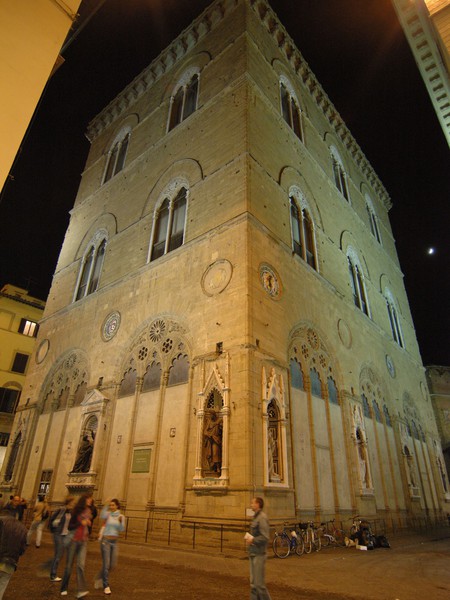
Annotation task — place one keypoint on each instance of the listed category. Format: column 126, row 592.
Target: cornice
column 190, row 37
column 287, row 46
column 170, row 56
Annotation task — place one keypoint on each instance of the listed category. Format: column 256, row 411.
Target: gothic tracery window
column 357, row 285
column 274, row 455
column 394, row 320
column 184, row 100
column 340, row 176
column 116, row 156
column 91, row 268
column 169, row 225
column 303, row 233
column 290, row 108
column 373, row 220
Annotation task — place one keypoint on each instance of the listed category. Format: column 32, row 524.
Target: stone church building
column 227, row 316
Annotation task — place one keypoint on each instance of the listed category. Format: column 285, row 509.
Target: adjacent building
column 228, row 317
column 26, row 26
column 20, row 314
column 426, row 24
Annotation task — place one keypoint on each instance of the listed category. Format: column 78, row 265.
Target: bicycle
column 285, row 543
column 331, row 535
column 360, row 532
column 311, row 537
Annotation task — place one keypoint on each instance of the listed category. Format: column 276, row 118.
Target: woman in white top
column 113, row 522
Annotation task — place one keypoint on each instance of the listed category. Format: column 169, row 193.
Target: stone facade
column 228, row 315
column 439, row 385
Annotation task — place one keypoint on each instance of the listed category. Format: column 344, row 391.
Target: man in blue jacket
column 257, row 542
column 13, row 541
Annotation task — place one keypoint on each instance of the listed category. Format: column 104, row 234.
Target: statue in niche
column 411, row 469
column 362, row 465
column 443, row 475
column 273, row 454
column 84, row 454
column 212, row 435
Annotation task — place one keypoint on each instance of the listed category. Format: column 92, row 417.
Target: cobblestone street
column 415, row 567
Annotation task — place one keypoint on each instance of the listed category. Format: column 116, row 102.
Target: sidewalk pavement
column 416, row 566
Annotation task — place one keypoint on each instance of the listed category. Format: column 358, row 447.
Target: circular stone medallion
column 110, row 326
column 345, row 335
column 216, row 277
column 270, row 281
column 42, row 351
column 390, row 366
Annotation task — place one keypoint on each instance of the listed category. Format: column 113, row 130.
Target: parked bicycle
column 288, row 541
column 331, row 535
column 311, row 537
column 360, row 532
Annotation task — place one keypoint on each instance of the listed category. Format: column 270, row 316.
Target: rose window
column 157, row 330
column 142, row 355
column 167, row 346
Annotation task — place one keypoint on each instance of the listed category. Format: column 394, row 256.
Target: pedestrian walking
column 59, row 528
column 13, row 542
column 257, row 541
column 13, row 506
column 76, row 544
column 40, row 516
column 113, row 523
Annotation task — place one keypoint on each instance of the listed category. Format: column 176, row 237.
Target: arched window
column 296, row 375
column 169, row 225
column 184, row 99
column 116, row 156
column 91, row 267
column 303, row 240
column 290, row 108
column 376, row 411
column 357, row 283
column 393, row 318
column 340, row 176
column 373, row 221
column 179, row 370
column 152, row 377
column 332, row 391
column 13, row 457
column 316, row 386
column 273, row 434
column 366, row 408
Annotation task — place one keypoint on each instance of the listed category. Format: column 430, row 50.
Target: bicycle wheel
column 308, row 541
column 317, row 542
column 300, row 546
column 339, row 537
column 281, row 545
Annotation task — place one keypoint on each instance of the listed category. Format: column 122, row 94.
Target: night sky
column 358, row 52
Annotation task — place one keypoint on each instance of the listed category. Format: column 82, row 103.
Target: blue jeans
column 4, row 580
column 38, row 527
column 58, row 541
column 77, row 549
column 110, row 554
column 258, row 590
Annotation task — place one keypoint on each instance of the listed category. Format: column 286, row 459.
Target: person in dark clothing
column 13, row 542
column 13, row 506
column 257, row 541
column 59, row 528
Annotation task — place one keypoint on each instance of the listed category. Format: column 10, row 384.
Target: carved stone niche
column 81, row 483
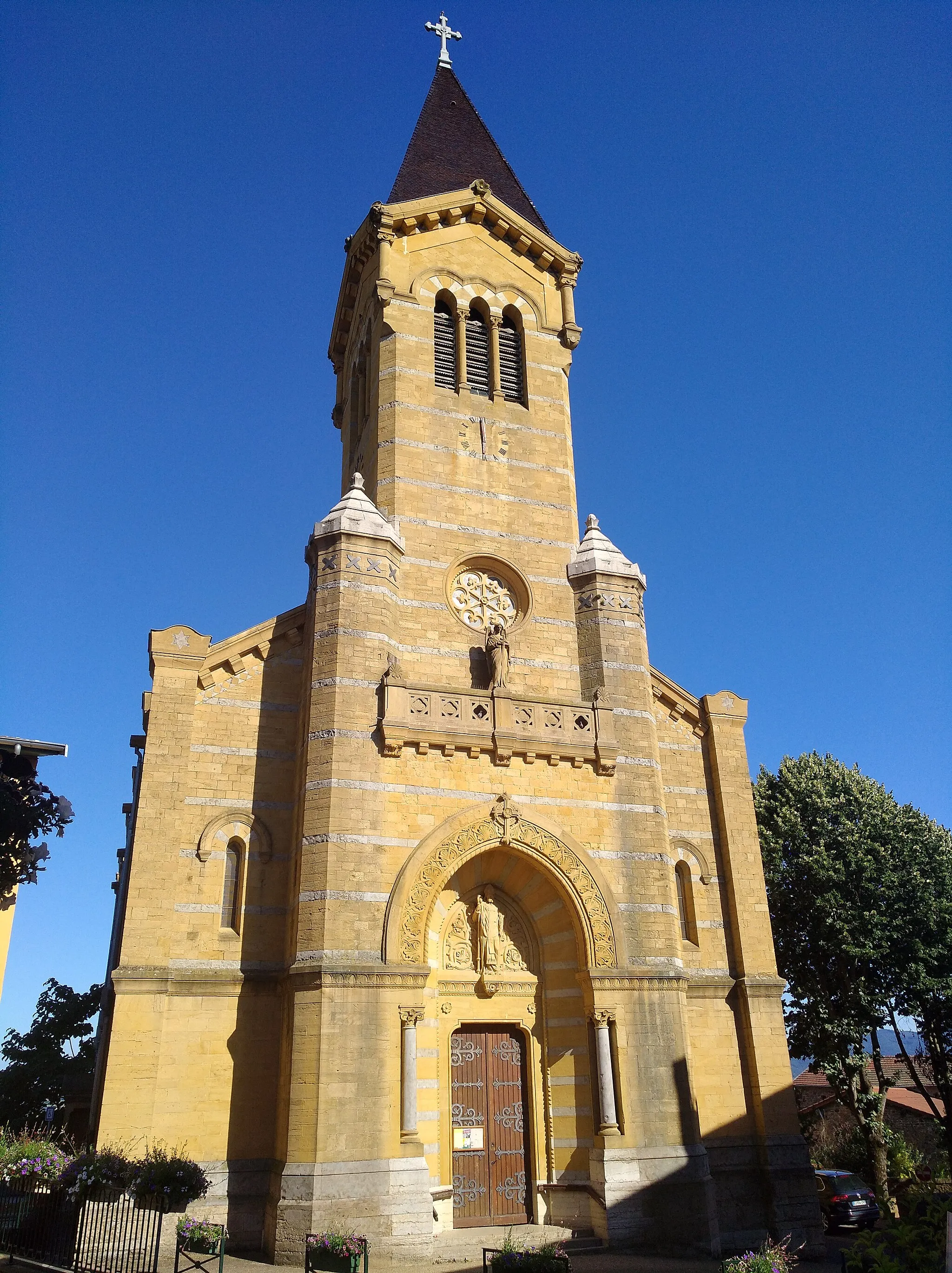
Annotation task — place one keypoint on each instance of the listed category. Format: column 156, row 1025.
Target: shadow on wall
column 728, row 1200
column 255, row 1154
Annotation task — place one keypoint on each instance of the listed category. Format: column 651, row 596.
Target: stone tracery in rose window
column 480, row 599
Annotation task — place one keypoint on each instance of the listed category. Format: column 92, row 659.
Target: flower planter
column 523, row 1262
column 326, row 1262
column 200, row 1253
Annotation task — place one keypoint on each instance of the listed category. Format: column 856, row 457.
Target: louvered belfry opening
column 511, row 361
column 478, row 353
column 444, row 347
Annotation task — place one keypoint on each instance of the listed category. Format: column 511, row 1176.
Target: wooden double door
column 492, row 1173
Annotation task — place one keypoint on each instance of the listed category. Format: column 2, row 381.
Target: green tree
column 27, row 811
column 834, row 856
column 925, row 958
column 59, row 1046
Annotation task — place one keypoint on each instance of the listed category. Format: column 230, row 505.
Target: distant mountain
column 887, row 1046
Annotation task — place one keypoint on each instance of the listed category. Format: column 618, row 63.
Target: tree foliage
column 58, row 1048
column 27, row 811
column 861, row 893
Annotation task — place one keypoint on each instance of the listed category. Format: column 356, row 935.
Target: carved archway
column 410, row 909
column 235, row 824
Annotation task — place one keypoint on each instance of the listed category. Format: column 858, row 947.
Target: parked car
column 846, row 1200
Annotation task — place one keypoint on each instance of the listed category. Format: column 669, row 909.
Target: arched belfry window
column 232, row 890
column 478, row 353
column 444, row 345
column 685, row 903
column 511, row 361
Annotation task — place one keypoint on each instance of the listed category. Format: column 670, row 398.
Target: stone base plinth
column 660, row 1197
column 389, row 1200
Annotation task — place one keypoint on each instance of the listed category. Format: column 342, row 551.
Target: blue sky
column 760, row 400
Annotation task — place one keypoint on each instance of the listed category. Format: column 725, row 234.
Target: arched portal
column 511, row 922
column 418, row 887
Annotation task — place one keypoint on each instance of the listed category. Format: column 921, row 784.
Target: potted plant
column 26, row 1161
column 770, row 1258
column 513, row 1257
column 199, row 1238
column 167, row 1180
column 335, row 1251
column 96, row 1172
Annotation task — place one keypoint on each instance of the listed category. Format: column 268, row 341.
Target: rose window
column 482, row 599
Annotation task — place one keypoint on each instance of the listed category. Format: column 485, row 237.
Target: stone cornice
column 275, row 636
column 151, row 979
column 475, row 206
column 677, row 702
column 307, row 977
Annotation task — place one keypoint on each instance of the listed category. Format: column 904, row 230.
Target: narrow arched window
column 511, row 361
column 685, row 903
column 444, row 345
column 232, row 890
column 478, row 353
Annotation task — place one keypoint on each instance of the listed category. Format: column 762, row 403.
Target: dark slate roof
column 452, row 147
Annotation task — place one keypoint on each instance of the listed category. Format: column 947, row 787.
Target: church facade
column 441, row 906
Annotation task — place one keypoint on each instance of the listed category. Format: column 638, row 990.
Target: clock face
column 484, row 439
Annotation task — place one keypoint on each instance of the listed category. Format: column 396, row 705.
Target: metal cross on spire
column 443, row 30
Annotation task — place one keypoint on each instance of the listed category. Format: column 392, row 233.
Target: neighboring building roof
column 820, row 1095
column 32, row 748
column 452, row 147
column 914, row 1101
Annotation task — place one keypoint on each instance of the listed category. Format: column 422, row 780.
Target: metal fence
column 104, row 1234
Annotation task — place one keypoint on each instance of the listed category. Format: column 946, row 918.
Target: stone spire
column 452, row 147
column 356, row 513
column 599, row 556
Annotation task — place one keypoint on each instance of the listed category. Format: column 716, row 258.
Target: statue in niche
column 498, row 656
column 490, row 939
column 485, row 940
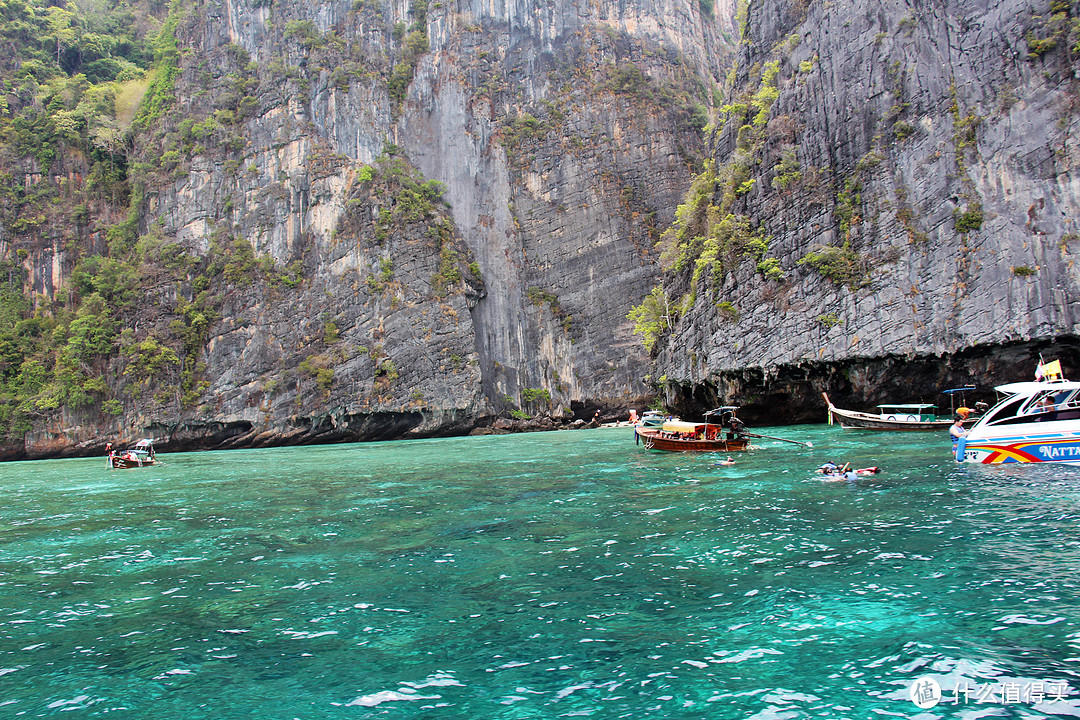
━━━━━━━━━━━━━━━━━━━━
Nothing but the lines from the first line of the data above through the line holding "256, row 411." may appear in the response, copied exactly and without pictures.

Annotation task — place one keypoint on each instance of the listed category. Format: column 126, row 592.
Target: cornice
column 190, row 37
column 287, row 46
column 170, row 56
Annotation task — place one keypoint on each instance of the listed category. Format: column 256, row 411.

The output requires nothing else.